## 読解本文
2024.02.04 主日礼拝「主に捧げる」詩篇96:7-9

 

献金は讃美する心にともなって行われるものと

いうことを改めて学びました。

(あかつきさん)

礼拝説教 中尾敬一牧師

おはようございます。2月に入りました。今月は三年に一度の教団総会が開かれます。新しい教団の代表が選ばれ、局長なども変わります。そのような中で教団の働きは慌ただしくなっていますが、個教会は秋以降の行事、クリスマス、教会総会を終えて一息ついているところです。

イエス様の働きを記念する教会カレンダーも降誕節と受難節(四旬節)の合間にあります。イエス様が公に姿を表されてから十字架にかかられるまでの数年間、イエス様は神の国を宣べ伝え、神の国の業を行われました。病を癒し、嵐を鎮め、人々にパンを与え、死者をよみがえらせ、悪霊を追い出されました。神の国とその義が、イエス様と共に地に来たことをお示しになり、それから、神の国に入る道を開くために、のろいの十字架に向かって進まれ、贖いを成就してくださいました。

私たちは日々、「御国を来たらせたまえ。みこころの天になるごとく、地にもなさせたまえ。」と祈っているのですから。イエス様から神の国を学び、神の国(永遠のいのち)にふさわしい生き方を求めていきましょう。

今日はしばらくぶりに、普段のテーマに戻ります。「神である主とどのような関係をもって、人生を歩んでいくのか」というテーマで昨年秋からお話してきました。聖書をお開きください。詩篇96:7-9(1035ページ)【聖書朗読】

今日の主題は「主に捧げる」です。新年のメッセージでは十分の一のささげものの話をしましたが、今日のささげものは十分の九からのささげものの話ですので、混乱しないようにしてください。ここの理解が曖昧だと、聖書を読んでいても混乱してしまいます。収穫の十分の一に手を付けないということは、(エデンの園を思い出していただくとイメージしやすいと思いますが)主が私たちに与えてくださっていることを表すものです。それは主のものです(レビ27:30、民18:24)。一方で、十分の九は私たちの自由として与えられている「私の所有」と言って良いものです。アダムの子アベルは「自分の羊(創4:4)」をささげものとして主に持って行きました。

神である主と私たちの関係は、「主が与える、私たちも主に捧げる」という関係です。(我が家の子どもたちはまだ幼稚園児ですので、幼すぎますけれども)親は子どもたちが成長していく過程で社会的な人間関係の築き方を教えます。このような時には言葉や気持ちと一緒に贈り物をするのだよと教えることが必ずあるでしょう。

## 提供データ
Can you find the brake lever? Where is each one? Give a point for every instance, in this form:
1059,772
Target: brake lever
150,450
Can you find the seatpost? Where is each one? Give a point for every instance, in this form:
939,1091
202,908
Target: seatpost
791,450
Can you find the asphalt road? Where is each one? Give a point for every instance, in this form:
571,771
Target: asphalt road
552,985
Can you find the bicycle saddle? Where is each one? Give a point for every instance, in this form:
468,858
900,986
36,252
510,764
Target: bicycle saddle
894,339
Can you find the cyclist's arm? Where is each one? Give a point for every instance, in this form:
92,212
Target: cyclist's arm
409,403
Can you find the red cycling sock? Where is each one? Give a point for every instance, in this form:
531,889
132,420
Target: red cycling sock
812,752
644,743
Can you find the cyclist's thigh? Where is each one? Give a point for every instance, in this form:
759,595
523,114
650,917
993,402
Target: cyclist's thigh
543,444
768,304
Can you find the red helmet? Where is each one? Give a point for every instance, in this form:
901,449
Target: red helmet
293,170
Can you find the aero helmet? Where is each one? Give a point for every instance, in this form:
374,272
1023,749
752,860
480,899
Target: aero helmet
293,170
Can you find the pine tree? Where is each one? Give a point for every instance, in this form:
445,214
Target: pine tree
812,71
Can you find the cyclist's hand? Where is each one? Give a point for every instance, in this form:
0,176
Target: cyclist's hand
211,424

## 実施課題
**A)** 次の各記述が礼拝説教の内容と一致するかを判定し、それぞれ「はい」か「いいえ」で答えてください。判断の根拠となる礼拝説教の語句もそのまま引用してください。
(i) 今月は三年に一度の教団総会が開かれる。
(ii) 今日扱うささげものは、十分の一のささげものである。
(iii) アベルは自分の羊をささげものとして主に持って行った。
**B)** 礼拝説教で朗読される詩篇96:7-9は、聖書の何ページにあると示されていますか。
**C)** 礼拝説教の最後の文に続けて、その先を書き継いでください。
記録は礼拝説教の内容とは無関係です。

## 課題別回答
**A)**
(i) はい：『今月は三年に一度の教団総会が開かれます。』
(ii) いいえ：『今日のささげものは十分の九からのささげものの話ですので』
(iii) はい：『アダムの子アベルは「自分の羊(創4:4)」をささげものとして主に持って行きました。』

**B)** 1035ページです。

**C)**
エジプトを脱出し、カナンに入る途上にいた神の民は、シナイ山で律法を与えられました。これは約束の地で、神の国の社会生活を学ぶための説明書のようなものでした。主が与えてくださる地に入るとは、土地があれば良いというものではなかったのです。その場所でどのように社会生活を営んでいくかも非常に大切なことでした。モーセが十のことばの石板を受け取るためにシナイ山に登った時、主はモーセに告げられました。《わたしに奉納物を携えて来るように、イスラエルの子らに告げよ。あなたがたは、すべて、進んで献げる心のある人から、わたしへの奉納物を受け取らなければならない。(出25:2)》ここに「進んで献げる心」という言葉が出てきます。私たちの所有物から主体的にささげるものであるということです。「主が与える、私たちも主に捧げる」という関係が律法で教えられています。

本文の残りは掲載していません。